Selected extract:
I admit that this was a rather breezy assessment of the state-of-the-field in digital humanities.
The data in fact exists all over the country, but it is not in an easily accessible form.
We do, however, have tools now that earlier social scientists would envy. On a recent trip to the Newberry Library, I saw an entry in the Burlington Railroad finding aid: for a CDROM of all employees blacklisted between 1877 and 1892. This was the work of Paul Black, an economic historian at University of California, Long Beach, who studied railroad workers back in the 1970s. The CD contained a pdf of the computer ascii print out of Black’s data set in QLISTFORMAT–in fields by last name, occupation, place, date, and reason or cause for dismissal, as well as whether they were reinstated. This is a 200 MB file with over 8,000 railroad workers listed.
Black could do a great deal with this database, and he was at the time one of the leading quantitative historians. He could sort it by place or location and use location as a variable.

(Data extracted from a collection)
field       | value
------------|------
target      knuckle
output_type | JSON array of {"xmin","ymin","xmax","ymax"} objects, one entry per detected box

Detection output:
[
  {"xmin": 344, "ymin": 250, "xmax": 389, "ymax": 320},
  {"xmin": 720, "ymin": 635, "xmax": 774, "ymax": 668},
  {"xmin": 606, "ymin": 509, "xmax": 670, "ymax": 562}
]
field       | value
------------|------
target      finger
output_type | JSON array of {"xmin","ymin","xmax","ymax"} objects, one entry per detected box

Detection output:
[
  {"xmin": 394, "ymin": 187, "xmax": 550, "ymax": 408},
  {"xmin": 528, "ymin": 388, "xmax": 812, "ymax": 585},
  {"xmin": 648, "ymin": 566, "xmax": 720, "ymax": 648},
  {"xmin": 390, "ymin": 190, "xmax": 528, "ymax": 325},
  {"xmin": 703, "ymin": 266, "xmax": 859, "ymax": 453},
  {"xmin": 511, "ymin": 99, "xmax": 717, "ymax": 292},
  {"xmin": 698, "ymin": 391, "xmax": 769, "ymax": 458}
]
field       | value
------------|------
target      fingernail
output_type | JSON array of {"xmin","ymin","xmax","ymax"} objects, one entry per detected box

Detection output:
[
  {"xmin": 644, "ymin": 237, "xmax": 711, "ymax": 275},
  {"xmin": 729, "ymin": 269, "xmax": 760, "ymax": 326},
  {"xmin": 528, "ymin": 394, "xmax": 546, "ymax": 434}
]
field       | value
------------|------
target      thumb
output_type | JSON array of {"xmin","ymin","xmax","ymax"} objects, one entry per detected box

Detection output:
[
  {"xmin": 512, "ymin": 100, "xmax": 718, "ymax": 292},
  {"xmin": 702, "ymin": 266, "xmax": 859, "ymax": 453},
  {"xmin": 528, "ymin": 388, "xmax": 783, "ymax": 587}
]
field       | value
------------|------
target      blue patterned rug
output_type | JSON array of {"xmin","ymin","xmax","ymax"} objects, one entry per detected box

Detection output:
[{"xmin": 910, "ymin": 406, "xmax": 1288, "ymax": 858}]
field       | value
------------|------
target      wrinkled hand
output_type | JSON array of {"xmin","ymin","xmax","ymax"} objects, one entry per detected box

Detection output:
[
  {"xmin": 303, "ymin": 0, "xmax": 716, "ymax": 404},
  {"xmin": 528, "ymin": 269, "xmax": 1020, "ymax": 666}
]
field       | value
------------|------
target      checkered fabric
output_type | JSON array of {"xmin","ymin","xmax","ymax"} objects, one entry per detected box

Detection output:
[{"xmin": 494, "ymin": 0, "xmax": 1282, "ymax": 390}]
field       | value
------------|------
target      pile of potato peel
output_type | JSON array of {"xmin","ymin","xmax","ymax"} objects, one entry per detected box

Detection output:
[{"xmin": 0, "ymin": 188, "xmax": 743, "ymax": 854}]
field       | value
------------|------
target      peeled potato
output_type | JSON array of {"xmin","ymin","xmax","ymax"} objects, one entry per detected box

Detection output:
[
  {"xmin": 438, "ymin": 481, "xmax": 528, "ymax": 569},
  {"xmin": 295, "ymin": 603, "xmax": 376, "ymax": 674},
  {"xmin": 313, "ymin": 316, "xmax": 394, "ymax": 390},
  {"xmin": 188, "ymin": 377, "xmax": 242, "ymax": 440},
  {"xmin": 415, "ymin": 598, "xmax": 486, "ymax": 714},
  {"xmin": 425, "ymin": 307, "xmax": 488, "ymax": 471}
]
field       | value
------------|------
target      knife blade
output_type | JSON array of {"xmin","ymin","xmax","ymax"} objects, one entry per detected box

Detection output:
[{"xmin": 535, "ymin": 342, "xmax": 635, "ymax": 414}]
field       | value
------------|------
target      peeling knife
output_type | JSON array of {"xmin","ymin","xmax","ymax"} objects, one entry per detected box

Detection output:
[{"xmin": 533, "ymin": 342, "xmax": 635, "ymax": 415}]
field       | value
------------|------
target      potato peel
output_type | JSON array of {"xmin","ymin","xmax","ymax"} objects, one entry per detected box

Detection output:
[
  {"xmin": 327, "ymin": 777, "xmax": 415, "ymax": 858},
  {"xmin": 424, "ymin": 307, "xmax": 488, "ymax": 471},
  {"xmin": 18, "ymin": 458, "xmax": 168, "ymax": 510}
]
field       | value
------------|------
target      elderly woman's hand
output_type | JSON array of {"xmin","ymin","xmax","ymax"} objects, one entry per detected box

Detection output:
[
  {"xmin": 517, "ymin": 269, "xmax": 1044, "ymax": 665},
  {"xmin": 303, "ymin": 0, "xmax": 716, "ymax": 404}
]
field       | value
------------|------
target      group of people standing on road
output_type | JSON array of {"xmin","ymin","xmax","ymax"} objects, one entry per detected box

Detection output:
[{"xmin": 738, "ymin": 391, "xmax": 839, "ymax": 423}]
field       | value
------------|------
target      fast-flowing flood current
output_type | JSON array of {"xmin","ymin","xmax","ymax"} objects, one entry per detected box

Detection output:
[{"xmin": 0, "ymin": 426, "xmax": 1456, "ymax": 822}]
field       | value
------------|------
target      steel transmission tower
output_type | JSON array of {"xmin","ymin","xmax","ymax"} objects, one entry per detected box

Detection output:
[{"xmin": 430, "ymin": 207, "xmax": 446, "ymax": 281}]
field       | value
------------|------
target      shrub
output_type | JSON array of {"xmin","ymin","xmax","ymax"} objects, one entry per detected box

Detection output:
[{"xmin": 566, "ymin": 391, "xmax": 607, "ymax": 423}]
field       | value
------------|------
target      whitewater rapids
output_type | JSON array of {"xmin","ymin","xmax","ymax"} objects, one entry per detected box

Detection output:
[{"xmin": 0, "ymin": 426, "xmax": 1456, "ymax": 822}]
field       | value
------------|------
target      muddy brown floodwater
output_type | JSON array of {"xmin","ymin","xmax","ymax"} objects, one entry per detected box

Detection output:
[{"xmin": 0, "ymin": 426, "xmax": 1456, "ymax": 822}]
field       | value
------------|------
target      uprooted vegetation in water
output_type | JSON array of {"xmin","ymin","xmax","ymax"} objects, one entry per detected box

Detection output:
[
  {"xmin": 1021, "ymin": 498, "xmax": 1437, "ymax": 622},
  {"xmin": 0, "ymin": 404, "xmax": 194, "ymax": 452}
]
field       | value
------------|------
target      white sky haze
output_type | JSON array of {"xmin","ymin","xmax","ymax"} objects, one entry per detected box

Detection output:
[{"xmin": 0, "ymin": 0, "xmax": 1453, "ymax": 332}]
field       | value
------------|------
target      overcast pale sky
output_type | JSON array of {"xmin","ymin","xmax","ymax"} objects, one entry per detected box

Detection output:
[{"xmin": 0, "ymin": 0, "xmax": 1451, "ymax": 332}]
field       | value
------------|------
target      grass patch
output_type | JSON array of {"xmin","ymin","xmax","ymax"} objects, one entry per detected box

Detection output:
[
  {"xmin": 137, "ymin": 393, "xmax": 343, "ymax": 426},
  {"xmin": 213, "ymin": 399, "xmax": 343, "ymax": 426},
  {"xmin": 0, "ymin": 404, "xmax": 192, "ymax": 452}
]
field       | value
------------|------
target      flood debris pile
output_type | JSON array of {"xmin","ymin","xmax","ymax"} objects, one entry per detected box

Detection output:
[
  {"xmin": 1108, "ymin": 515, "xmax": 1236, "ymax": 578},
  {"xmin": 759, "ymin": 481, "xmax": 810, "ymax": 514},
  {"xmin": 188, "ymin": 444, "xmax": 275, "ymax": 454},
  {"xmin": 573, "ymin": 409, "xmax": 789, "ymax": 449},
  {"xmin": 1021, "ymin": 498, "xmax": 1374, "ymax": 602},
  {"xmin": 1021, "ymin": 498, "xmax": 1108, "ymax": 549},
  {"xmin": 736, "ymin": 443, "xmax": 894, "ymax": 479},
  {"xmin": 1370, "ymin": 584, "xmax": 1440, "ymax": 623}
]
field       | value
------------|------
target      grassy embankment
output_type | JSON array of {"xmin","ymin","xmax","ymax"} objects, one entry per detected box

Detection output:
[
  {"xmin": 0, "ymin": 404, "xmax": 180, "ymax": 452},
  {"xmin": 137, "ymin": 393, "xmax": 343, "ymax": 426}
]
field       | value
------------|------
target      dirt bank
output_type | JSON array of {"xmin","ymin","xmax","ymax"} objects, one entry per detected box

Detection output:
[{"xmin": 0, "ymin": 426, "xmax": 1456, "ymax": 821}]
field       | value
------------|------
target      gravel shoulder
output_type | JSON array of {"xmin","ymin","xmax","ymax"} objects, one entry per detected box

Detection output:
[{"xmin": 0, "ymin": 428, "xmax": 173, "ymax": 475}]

Set exercise 1:
In the railroad blacklist passage, how many railroad workers does the file list?
Set exercise 2:
In one to three sentences, how was Paul Black's data set organized in the railroad blacklist passage, and what did that let him do with location?
Set exercise 3:
Could you carry the railroad blacklist passage forward, picking up right after its final sentence?
The items are separate material and have no connection to the railroad blacklist passage.

Expected answer 1:
Over 8,000 railroad workers.

Expected answer 2:
The data set was laid out in fields for last name, occupation, place, date, and reason or cause for dismissal, along with whether the worker was reinstated. Because of this, Black could sort the records by place or location and use location as a variable.

Expected answer 3:
But there was much that he could not do, could not discover. He could not spatially relate his data–to the census data you just saw, to the Freedmen’s Bureau data we’ve assembled, to other railroad occupational data, to county-level political data. And he could not easily visualize these data and their spatial relationships.
Black largely worked on this alone and published a single, very useful scholarly journal article from it.
But the model for this scholarship has changed. We do need to “collaborate in a disciplined, cumulative, and verifiable way.” This is one of the main goals of our project, it turned out, and to me it’s lasting importance.
Our team partners at Stanford’s Spatial History Lab (Richard White, Kathy Harris, and Erik Steiner) have been working with us to use Black’s list and produce visualization models. They were able to bring in the As and Bs (over 400 records) as a sample. Here are several of the tableau visualizations of this data produced at Stanford in collaboration with us:
|C.B.&Q. Railroad Discharges by Top Ten Occupations:
|C.B.&Q. Railroad Discharges by Year by Occupation:
|C.B.&Q. Railroad Discharges by Month by Occupation:
|C.B.&Q. Railroad Discharges Trend Line by Occupation:
At this point I would like to thank Ian Cottingham, our software architect, but also Leslie Working, our project manager, and the undergraduate students who have worked on this project, Miles, Luci, and Brian.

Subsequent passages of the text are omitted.